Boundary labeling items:

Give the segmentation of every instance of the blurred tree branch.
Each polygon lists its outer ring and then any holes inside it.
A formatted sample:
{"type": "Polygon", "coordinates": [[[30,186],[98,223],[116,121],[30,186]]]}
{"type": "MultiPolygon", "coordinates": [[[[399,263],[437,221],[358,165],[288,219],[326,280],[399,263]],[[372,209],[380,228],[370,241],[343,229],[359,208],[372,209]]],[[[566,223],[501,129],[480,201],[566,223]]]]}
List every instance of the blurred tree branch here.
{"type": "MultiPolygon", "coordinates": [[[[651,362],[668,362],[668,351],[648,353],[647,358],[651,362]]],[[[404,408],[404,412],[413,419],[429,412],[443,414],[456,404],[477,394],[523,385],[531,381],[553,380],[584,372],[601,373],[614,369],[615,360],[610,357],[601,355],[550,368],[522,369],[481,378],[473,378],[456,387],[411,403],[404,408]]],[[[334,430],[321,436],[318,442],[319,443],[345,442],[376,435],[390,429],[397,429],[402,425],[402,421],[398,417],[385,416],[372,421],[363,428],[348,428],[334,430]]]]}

==

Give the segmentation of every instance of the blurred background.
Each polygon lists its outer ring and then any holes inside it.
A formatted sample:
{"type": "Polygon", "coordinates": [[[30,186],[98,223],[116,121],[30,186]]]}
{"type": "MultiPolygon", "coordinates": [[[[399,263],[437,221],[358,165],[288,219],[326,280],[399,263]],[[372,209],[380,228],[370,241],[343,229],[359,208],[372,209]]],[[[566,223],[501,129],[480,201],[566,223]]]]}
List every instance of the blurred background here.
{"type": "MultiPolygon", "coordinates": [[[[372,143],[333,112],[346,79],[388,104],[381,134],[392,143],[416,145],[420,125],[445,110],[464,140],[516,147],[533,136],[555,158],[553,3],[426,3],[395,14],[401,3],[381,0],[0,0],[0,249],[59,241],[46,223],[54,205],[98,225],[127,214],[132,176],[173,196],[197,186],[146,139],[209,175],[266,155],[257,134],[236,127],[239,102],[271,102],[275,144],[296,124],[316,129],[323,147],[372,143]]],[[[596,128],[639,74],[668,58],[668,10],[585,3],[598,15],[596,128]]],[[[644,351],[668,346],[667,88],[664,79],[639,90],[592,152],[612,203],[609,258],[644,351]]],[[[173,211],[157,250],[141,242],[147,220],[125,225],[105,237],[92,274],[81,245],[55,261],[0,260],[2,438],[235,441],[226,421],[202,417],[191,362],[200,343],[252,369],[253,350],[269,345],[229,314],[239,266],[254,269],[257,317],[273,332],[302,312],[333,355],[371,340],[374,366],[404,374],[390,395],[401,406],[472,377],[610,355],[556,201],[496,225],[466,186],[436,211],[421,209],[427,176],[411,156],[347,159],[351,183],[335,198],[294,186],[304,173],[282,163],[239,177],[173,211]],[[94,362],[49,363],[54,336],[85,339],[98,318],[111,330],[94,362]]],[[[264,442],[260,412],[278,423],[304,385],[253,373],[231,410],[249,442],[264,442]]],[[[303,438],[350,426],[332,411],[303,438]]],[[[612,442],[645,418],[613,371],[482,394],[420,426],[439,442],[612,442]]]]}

§ **PROBLEM TO WORK ON**
How many lines in the records contain the word "segmentation"? Reply with the number alone.

§ **TASK RESULT**
2